*What the task requires*:
In the material below, find the line containing "For every instance of the window, set" and the line containing "For every instance of the cow eye, set", then reproduce exactly both of them and every line between, and nothing else.

*Task data*:
- Opening Delimiter -

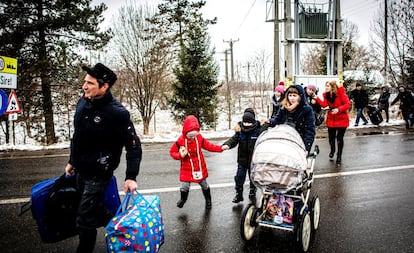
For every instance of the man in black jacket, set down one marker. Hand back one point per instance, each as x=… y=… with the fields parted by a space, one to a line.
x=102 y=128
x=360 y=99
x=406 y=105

- Closing Delimiter -
- Opening Delimiter -

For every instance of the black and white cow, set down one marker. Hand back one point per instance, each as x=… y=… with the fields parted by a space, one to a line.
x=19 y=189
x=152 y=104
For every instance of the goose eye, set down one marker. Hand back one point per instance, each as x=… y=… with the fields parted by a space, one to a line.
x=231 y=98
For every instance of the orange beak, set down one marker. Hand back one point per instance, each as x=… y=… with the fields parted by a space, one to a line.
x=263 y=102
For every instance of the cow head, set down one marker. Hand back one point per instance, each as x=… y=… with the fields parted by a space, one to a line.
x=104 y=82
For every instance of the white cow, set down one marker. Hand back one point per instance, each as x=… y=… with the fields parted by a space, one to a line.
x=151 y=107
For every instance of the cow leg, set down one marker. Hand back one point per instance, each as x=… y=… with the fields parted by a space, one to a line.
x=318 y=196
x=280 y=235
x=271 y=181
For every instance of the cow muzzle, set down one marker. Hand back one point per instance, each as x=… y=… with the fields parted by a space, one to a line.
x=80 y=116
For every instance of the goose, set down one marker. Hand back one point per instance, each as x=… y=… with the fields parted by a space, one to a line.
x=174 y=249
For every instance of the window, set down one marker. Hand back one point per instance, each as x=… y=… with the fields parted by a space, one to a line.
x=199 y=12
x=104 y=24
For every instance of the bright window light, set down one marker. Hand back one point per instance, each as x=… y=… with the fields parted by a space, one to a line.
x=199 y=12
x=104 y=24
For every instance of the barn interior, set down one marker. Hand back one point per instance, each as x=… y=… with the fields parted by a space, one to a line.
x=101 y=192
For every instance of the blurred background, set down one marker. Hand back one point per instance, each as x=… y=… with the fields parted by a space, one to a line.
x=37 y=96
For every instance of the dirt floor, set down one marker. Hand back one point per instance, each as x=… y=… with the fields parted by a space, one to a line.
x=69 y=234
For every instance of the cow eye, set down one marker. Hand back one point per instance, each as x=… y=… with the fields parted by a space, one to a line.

- Closing Delimiter -

*Exercise solution*:
For every instance of the window, set down one marker. Hand back one point per instance, each as x=… y=… with the fields parted by a space, one to a line.
x=199 y=12
x=104 y=24
For every instance of the bright window light, set down one marker. Hand back one point per instance, each as x=… y=… with the fields parted by a space, one to a line.
x=199 y=12
x=104 y=24
For every instance of the barn interior, set down one marker. Hand back one point per instance, each as x=… y=… with the fields parted by a space, one to a line.
x=101 y=192
For every instance of the blurred background, set down one marker. Hand back one point per instance, each as x=… y=… with the fields parted by a space, one to a line.
x=37 y=96
For every instance of the dirt floor, set down one marker. Hand back one point per instance, each as x=… y=… with the fields parted by a space, one to a line.
x=69 y=234
For every instance of the cow eye, set down one marker. Hand back one point per instance, each as x=… y=… with the fields parted by a space, one to a line.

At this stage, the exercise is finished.